PLI is the successor company of Transpro, Inc. formed when Transpro purchased the aftermarket business of Modine Manufacturing Company for less than tangible book value. They bought $92.8 million of tangible net assets from Modine for $59.3 million and changed the name of the company to Proliance. PLI trades at a price to book value of 0.79x and a conservatively estimated price to net asset market value of 0.64x (net asset market value explained later). The company isn’t going out of business though. PLI is a niche, low cost producer of aftermarket automotive heat transfer and climate control products. It’s not sexy and indeed the automotive aftermarket industry is ultra-competitive. But PLI’s balance sheet is healthy with a debt/cap ratio of 32%. They are also on track to be profitable and cash flow positive in 06 and beyond after a close-to-break-even 05 (no deal synergies were realized in 2005). How profitable for 06 is the big question because the company is facing huge raw material cost pressures as a result of the parabolic rise in copper and aluminum. They have had trouble passing these costs on to their customers because the industry is so competitive. But the Modine transaction is expected to generate huge annual synergies to counteract this and recently they’ve begun to raise prices of their products. We did what we thought was an ultra-conservative model that shows 2006 EBIT of $10.2m (more detail later) and a normalized model that results in $15.2m. These numbers imply operating income yields of 9.6% and 14.3% at today’s prices and capital structure.

Overview
Proliance International, Inc. designs, manufactures and heat transfer products (85% of sales), which consist of radiators, radiator cores, heater cores and condensers and temperature control products (15% of sales), which consists of compressors, accumulators and evaporators used in air conditioning for the automotive and light and heavy duty truck aftermarket.

The market size of the automotive and heavy duty aftermarket for temperature control products is estimated to be $2 billion, with $1.5 billion spent on heat transfer products and $0.5 billion spent on air conditioning products. The vehicular aftermarket is intensely competitive. There has been pricing pressure caused by a general improvement in vehicles, channels of distribution changing from small specialty shops to larger national retailers who hold pricing power, and an increase in the presence of foreign competitors supplying the aftermarket with low quality but cheap products.

○ ○ ○ ○ ○ ○ ○

- _Task requirements_
1 – Reproduce the portion of the Proliance passage above that opens with the words containing "The market size" and closes with "but cheap products.".
2 – Render this sentence from the Proliance passage into Spanish: "The vehicular aftermarket is intensely competitive."
3 – Resume the passage on Proliance International right after its final sentence and keep writing it.

- _Dataset records_
○ ○ ○ ○ ○ ○ ○

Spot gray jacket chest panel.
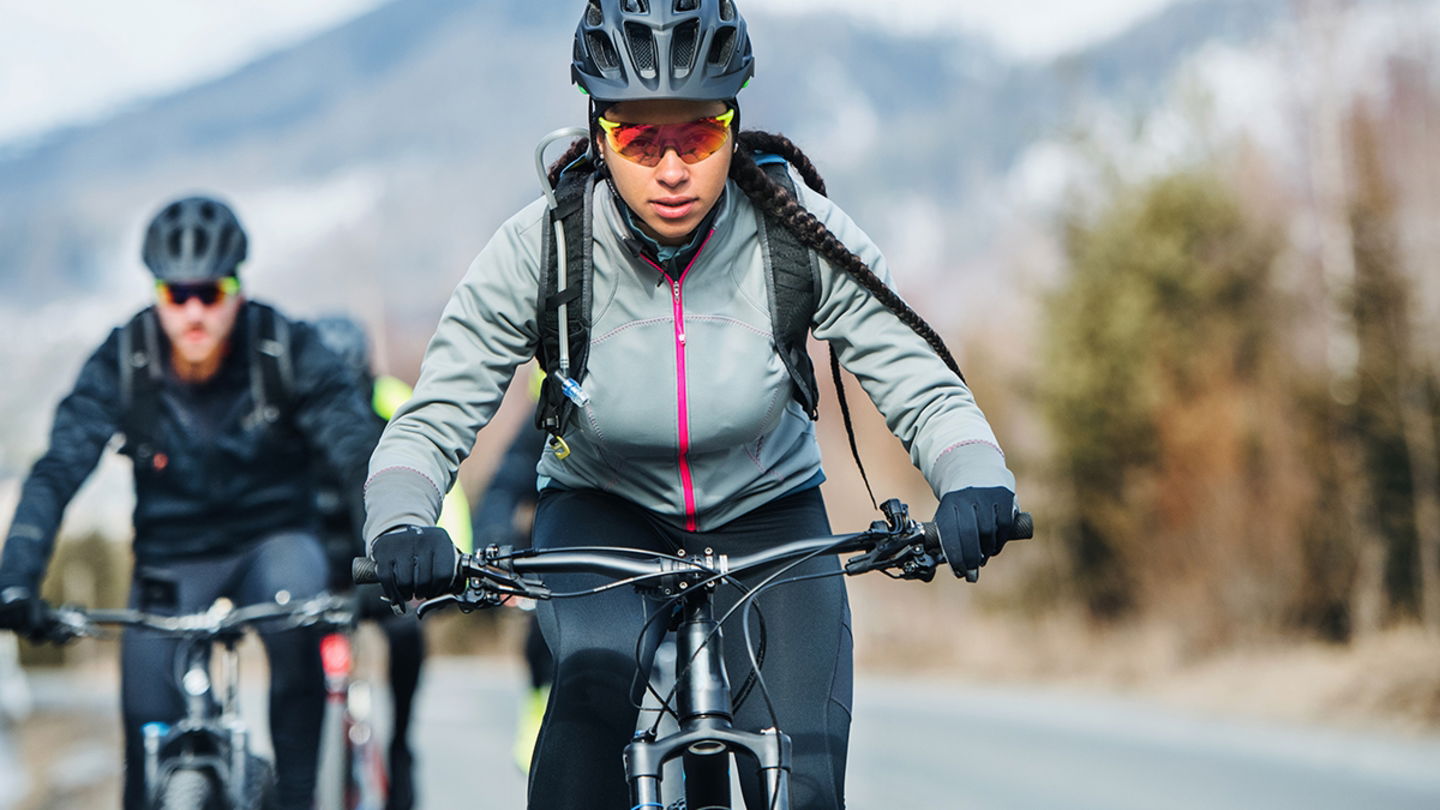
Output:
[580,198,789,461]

○ ○ ○ ○ ○ ○ ○

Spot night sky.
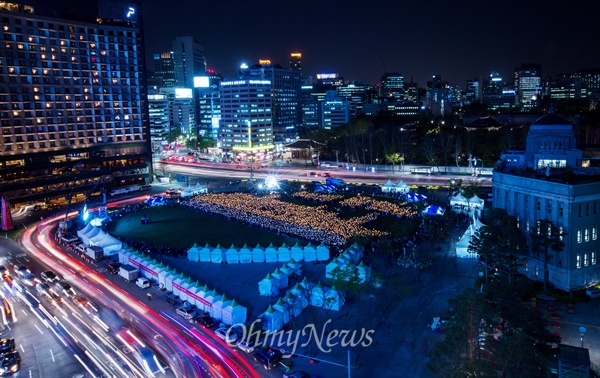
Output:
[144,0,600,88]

○ ○ ○ ○ ○ ○ ○

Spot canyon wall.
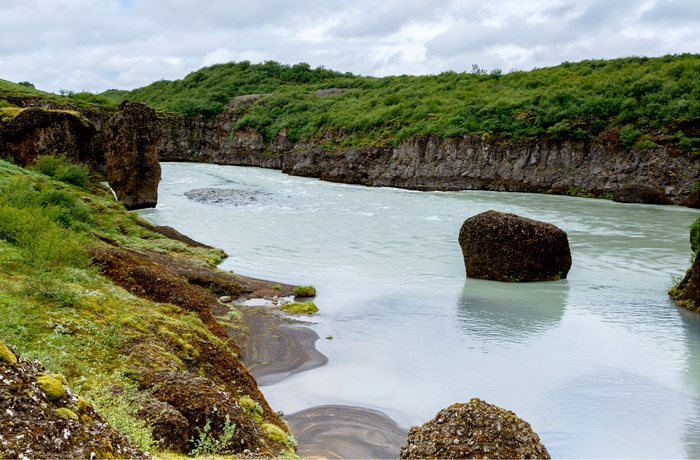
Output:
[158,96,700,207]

○ ○ ○ ○ ○ ○ ○

- _The results_
1 –
The market size of the automotive and heavy duty aftermarket for temperature control products is estimated to be $2 billion, with $1.5 billion spent on heat transfer products and $0.5 billion spent on air conditioning products. The vehicular aftermarket is intensely competitive. There has been pricing pressure caused by a general improvement in vehicles, channels of distribution changing from small specialty shops to larger national retailers who hold pricing power, and an increase in the presence of foreign competitors supplying the aftermarket with low quality but cheap products.

2 – El mercado de posventa de vehículos es intensamente competitivo.

3 –
How the Business was Formed
In July 2005, Modine spun off its aftermarket business to its shareholders and immediately the spinoff was merged with/bought by a public company called Transpro. The result of the merger was a new company called Proliance International, Inc. (PLI). Transpro management took the helm of PLI with Charles Johnson and Rich Wisott assuming the CEO and CFO positions, respectively (they had been at Transpro since 2001). Since the merger in July 2005, PLI is down 30%.

Transaction Benefits
• Transpro gained assets at a significant discount to their net asset value. Transpro paid $59.3m for the aftermarket business of Modine which had a net asset value of $92.8m. The excess of $33.5m of the net assets acquired was first utilized to write down the acquired property, plant and equipment and intangible assets of the Modine aftermarket business ($20.3m) to zero resulting in lower ongoing depreciation charges for PLI and an understated book asset value on its balance sheet. The remaining amount of $13.2m was included as an extraordinary income write off of negative goodwill (non-cash income recognized on the income statement).
• PLI has a healthier balance sheet over its predecessor, with a debt/cap ratio of 32% at the end of Q4 2005. The company has indicated it will use cash flow to further pay down debt through 2006.
• A restructuring plan immediately commenced upon completion of the merger. This restructuring was originally going to result in $20m of annual cost savings but PLI upped the projected amount to $37m in 2006 and $45m going forward annually starting in 2007. Most of the restructuring charges took place in 05.
• The combined company now has a larger revenue base, more product lines and greater customer access and distribution. The above cost savings resulting from the restructuring plan do not include any upside for sales synergies. It is solely a result of cost savings from personnel reduction and procurement changes such as packaging and product design improvements (changing parts from higher priced copper to lower priced aluminum), supply chain improvements, etc.. But the now larger PLI will have additional channels to sell through for different brands (i.e. Modine sells mainly to independents while Transpro sells primarily to the mass marketing channel) and will have 120 company owned branches to sell additional, new product through.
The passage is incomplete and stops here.